RECORDS FOR THIS EXERCISE
::::
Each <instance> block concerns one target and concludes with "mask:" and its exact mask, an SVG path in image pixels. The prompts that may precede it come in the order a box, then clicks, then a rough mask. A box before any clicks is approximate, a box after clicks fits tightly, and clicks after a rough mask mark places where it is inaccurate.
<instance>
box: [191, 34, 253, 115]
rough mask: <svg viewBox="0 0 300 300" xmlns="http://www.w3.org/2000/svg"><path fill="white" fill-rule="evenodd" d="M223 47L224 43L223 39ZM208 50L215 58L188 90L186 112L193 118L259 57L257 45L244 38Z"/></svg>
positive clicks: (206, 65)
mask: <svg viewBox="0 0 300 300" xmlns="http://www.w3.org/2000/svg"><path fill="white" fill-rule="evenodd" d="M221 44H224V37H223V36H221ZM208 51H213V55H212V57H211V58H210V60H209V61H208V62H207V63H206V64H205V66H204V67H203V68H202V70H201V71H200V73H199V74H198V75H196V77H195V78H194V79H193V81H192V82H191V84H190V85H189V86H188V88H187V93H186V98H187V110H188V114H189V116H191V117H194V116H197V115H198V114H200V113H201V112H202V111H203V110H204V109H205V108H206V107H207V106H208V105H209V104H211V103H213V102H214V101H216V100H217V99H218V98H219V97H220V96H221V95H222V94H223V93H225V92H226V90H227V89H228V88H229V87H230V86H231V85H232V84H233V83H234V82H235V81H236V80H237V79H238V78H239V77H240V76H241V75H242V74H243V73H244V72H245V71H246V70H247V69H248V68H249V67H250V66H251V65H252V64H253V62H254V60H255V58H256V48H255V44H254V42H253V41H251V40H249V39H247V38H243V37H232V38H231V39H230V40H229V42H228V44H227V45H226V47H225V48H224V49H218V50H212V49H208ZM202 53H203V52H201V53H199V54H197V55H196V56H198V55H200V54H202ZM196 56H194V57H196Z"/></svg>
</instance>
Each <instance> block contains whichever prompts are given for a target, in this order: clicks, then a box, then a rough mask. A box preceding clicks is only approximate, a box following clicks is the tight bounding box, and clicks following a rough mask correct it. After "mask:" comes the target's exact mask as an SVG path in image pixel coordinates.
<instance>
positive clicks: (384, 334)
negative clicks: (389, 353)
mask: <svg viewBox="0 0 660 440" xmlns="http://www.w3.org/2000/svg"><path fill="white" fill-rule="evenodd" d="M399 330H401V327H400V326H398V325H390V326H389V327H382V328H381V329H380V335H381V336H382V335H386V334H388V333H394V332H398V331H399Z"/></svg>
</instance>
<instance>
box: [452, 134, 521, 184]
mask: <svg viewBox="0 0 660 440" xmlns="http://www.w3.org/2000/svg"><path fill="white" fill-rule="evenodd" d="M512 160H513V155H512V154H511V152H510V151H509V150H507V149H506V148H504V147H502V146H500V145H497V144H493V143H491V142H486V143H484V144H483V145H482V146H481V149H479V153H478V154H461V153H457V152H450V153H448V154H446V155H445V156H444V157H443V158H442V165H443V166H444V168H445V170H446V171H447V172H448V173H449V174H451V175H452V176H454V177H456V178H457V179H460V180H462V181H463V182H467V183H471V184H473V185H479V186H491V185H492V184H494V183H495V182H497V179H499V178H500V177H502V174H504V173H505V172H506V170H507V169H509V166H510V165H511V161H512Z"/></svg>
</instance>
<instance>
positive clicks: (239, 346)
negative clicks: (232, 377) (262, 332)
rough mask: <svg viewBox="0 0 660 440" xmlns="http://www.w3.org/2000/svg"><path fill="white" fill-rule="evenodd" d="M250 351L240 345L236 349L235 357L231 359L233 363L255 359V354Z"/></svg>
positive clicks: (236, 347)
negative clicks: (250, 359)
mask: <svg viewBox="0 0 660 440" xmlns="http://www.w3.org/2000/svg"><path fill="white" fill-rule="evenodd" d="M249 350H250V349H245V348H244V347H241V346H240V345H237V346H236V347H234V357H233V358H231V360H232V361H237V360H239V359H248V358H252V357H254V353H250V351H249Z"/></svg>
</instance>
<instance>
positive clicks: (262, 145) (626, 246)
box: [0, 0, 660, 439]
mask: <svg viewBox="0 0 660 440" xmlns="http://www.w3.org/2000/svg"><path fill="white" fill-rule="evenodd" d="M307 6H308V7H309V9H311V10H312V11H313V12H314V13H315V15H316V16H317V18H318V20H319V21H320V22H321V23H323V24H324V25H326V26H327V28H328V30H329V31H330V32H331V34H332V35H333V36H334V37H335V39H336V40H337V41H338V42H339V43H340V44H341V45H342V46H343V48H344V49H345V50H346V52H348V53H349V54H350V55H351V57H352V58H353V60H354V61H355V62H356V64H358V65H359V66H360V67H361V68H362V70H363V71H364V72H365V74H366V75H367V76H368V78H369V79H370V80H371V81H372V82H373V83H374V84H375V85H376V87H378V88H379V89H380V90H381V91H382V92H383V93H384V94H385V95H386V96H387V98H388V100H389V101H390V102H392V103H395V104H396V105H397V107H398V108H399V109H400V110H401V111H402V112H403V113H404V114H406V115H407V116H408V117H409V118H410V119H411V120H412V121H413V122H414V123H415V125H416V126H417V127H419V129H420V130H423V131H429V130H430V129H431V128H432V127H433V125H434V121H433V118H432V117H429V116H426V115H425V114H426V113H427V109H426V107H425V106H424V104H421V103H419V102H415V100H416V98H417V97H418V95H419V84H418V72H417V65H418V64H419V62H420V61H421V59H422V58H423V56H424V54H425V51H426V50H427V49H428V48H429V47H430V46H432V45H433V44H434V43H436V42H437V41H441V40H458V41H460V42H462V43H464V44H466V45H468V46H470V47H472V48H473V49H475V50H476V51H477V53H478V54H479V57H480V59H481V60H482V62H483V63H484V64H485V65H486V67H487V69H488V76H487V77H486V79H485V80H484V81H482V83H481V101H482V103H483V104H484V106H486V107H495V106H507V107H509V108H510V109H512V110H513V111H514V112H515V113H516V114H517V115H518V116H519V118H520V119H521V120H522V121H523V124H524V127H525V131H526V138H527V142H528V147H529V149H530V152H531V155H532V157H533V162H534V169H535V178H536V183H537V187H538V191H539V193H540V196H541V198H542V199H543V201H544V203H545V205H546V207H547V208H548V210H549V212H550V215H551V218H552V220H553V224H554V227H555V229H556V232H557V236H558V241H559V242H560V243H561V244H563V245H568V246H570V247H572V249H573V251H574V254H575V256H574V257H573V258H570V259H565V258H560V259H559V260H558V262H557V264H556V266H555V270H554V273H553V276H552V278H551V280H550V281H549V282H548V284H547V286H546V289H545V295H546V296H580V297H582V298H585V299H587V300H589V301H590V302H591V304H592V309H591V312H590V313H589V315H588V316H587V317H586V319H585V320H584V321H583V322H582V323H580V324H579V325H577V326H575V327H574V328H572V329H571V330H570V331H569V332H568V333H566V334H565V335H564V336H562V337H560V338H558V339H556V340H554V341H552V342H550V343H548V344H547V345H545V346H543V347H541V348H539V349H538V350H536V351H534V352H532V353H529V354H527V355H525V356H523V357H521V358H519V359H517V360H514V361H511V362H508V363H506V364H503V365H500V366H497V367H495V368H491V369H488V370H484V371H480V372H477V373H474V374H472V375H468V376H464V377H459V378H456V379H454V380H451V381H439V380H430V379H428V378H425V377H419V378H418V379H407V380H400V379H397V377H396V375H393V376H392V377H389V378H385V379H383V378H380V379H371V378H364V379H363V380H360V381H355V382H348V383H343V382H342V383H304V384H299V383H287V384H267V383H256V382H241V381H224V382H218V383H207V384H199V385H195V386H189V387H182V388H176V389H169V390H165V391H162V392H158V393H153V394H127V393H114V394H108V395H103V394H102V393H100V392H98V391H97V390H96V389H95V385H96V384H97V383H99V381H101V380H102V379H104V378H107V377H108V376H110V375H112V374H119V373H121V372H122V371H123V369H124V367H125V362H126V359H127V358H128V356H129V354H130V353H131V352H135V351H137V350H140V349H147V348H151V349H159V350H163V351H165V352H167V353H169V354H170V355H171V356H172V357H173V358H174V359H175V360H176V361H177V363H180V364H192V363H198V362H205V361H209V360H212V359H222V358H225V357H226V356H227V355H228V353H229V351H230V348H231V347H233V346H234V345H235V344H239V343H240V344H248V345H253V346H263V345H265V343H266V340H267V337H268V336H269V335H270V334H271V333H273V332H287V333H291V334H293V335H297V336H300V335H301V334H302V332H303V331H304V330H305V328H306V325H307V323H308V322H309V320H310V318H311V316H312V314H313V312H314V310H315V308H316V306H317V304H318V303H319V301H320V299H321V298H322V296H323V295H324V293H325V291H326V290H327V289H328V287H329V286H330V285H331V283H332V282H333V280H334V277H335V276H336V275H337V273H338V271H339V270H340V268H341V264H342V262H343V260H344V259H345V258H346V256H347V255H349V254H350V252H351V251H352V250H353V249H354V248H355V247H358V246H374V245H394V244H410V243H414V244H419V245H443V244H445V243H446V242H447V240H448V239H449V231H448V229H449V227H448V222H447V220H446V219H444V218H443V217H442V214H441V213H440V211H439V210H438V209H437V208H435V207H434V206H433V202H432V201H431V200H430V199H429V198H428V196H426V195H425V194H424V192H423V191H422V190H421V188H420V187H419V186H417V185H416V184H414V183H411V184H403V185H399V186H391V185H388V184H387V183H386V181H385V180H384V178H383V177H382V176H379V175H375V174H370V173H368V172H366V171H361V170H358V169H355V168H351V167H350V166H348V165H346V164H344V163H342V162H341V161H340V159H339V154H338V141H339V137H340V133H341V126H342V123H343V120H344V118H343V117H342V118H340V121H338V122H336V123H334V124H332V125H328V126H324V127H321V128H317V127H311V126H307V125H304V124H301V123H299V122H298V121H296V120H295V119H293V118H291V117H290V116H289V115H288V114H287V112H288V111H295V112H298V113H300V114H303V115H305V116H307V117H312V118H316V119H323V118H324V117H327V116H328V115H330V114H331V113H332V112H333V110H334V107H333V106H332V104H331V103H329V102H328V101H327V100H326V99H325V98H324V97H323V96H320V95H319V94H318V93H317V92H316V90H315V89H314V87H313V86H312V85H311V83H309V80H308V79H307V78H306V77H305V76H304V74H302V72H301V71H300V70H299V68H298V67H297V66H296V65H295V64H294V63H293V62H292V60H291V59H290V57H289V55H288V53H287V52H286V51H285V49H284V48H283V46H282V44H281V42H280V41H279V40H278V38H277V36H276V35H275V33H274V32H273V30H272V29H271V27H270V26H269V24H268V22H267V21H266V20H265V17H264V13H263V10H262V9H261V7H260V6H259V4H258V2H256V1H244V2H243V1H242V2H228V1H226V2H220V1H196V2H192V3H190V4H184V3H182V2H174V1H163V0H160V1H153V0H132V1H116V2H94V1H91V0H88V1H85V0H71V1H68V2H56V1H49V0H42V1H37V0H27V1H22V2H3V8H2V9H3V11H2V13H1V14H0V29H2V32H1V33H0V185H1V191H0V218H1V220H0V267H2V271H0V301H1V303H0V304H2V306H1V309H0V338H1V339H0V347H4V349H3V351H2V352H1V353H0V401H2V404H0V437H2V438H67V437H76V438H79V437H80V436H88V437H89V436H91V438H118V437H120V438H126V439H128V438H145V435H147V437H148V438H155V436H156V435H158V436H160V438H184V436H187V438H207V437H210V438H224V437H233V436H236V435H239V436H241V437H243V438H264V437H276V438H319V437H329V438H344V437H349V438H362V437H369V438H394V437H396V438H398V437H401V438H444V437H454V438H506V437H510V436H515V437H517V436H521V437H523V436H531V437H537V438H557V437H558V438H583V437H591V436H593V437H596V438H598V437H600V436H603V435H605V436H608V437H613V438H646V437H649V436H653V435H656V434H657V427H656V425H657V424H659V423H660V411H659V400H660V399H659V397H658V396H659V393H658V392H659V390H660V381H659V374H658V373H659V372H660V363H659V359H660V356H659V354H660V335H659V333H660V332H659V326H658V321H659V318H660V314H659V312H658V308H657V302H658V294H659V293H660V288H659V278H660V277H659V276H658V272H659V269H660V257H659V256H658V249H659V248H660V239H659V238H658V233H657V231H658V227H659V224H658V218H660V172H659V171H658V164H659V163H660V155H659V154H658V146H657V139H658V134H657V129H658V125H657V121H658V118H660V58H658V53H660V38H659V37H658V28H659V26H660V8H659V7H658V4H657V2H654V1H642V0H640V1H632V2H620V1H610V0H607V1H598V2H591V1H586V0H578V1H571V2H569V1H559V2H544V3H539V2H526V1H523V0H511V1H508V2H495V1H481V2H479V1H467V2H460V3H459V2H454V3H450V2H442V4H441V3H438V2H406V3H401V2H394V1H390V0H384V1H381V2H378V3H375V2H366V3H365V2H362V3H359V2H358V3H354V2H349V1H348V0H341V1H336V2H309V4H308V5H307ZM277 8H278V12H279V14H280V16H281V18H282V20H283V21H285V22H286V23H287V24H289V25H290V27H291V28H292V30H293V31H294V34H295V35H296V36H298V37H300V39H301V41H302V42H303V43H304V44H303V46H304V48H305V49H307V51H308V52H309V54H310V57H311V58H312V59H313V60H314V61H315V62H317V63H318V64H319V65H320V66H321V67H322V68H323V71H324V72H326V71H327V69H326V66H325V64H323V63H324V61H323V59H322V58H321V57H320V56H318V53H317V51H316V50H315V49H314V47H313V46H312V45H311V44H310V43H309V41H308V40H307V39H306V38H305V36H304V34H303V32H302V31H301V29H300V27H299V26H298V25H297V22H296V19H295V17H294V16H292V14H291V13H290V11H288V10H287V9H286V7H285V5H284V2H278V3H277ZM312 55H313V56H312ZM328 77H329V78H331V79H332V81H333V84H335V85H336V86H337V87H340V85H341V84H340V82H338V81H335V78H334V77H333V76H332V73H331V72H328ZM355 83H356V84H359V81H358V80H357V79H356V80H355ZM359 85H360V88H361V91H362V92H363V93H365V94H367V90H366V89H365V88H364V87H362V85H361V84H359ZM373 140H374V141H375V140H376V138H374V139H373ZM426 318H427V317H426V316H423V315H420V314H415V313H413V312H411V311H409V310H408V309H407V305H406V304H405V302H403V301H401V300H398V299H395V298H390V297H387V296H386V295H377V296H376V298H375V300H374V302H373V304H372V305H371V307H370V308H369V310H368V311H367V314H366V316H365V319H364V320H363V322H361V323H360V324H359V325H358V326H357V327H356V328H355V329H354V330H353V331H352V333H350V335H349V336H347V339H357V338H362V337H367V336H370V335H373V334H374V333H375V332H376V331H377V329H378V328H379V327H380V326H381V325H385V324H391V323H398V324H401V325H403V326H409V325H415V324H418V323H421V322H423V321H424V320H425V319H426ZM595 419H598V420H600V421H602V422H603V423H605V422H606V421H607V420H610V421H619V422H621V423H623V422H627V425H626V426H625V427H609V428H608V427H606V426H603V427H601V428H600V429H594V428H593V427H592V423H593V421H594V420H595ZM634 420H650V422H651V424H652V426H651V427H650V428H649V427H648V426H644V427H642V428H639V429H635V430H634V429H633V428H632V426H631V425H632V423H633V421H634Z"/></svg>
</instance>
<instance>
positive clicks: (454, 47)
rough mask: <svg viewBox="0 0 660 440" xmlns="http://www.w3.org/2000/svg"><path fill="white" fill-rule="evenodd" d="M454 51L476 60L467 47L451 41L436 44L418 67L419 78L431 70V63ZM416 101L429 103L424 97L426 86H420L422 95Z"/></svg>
::::
EXERCISE
Collect every line above that contains the string "positive", and copy each one in full.

REPLY
positive clicks: (206, 65)
positive clicks: (384, 334)
positive clicks: (239, 346)
positive clicks: (236, 347)
positive clicks: (262, 145) (626, 246)
positive clicks: (454, 47)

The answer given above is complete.